■ **YOUR GOAL**:
Rescale the records below: copy every line of them, including the text above each answer, and multiply only the point coordinates in the answers by 2.2, rounding to whole numbers with halves rounded up. Leave the pictures out of your copy.

■ **ITEMS**:
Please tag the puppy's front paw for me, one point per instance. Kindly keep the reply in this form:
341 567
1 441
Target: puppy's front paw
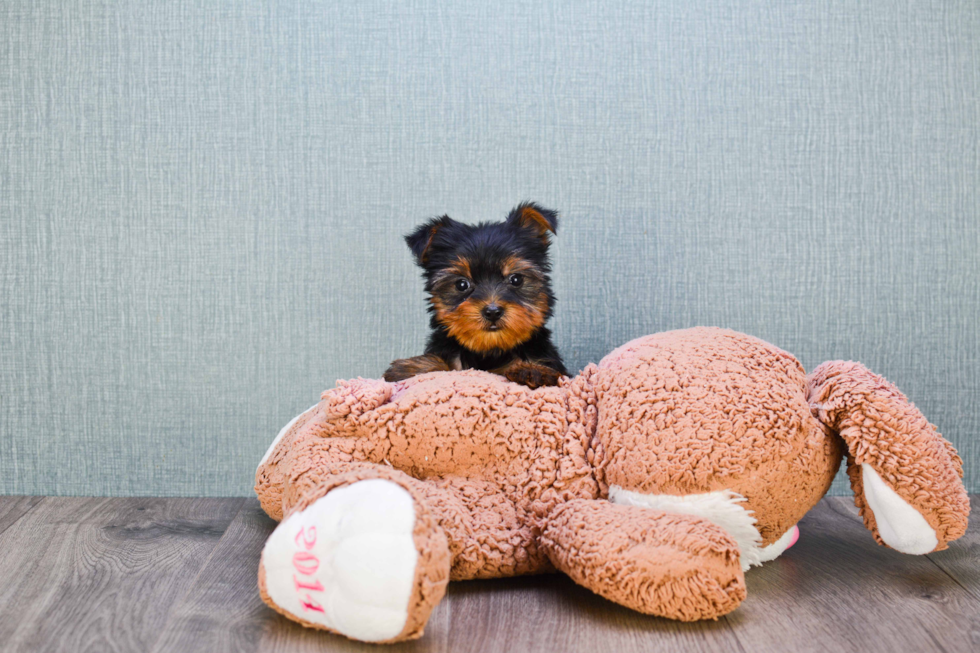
406 368
531 375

■ **SOLUTION**:
Please tag the puppy's front paw for me, one point per instance. Kindly keep the reply in this form:
341 567
1 441
Target: puppy's front paw
893 810
1168 825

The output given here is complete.